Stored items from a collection
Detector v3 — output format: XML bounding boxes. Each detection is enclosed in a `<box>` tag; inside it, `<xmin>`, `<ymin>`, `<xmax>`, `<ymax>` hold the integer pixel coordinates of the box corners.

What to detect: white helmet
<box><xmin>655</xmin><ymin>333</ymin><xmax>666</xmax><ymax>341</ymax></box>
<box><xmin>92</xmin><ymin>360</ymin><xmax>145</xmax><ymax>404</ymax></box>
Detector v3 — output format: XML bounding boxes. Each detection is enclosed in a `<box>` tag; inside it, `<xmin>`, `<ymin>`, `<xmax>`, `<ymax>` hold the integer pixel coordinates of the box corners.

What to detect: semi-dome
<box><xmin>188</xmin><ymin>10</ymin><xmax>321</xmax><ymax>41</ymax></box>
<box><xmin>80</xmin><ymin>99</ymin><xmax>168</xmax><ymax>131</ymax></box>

==

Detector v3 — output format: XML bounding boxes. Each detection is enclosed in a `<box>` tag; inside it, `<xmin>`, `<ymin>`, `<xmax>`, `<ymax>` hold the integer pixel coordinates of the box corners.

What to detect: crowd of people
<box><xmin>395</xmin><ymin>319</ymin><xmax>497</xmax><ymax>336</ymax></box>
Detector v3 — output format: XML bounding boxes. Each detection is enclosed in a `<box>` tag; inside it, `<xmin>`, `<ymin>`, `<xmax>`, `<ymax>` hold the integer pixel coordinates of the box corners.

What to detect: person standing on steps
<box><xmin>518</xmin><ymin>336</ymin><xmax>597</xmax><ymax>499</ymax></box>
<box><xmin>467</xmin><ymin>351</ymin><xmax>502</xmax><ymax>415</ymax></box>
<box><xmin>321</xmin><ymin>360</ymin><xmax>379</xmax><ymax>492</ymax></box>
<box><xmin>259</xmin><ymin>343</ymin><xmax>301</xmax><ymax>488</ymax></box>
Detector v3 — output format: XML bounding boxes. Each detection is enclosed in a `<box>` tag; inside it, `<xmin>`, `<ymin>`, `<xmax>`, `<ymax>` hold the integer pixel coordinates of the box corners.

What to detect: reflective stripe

§ To do
Keeping every character as it is, restate the lines above that run from the line with "What to detect: crowd of people" through the line with "What to detect: reflective stripe", both included, and nothing else.

§ Problem solution
What to detect: crowd of people
<box><xmin>395</xmin><ymin>319</ymin><xmax>497</xmax><ymax>336</ymax></box>
Detector v3 — output format: XML bounding boxes. Each detection is enclosed in a `<box>` tag; inside it, `<xmin>`, `<ymin>`, `<xmax>`, `<ymax>` hold the integer pixel coordinates of the box corners.

What to detect: person standing on steps
<box><xmin>518</xmin><ymin>336</ymin><xmax>597</xmax><ymax>499</ymax></box>
<box><xmin>467</xmin><ymin>351</ymin><xmax>502</xmax><ymax>415</ymax></box>
<box><xmin>321</xmin><ymin>360</ymin><xmax>379</xmax><ymax>492</ymax></box>
<box><xmin>259</xmin><ymin>343</ymin><xmax>301</xmax><ymax>488</ymax></box>
Detector v3 — output format: XML bounding boxes. Each detection is enclosed in a `<box>` tag; inside it, `<xmin>`, `<ymin>`, `<xmax>`, `<ymax>` hold the integer pixel coordinates of the box corners.

What to detect: reflective stripe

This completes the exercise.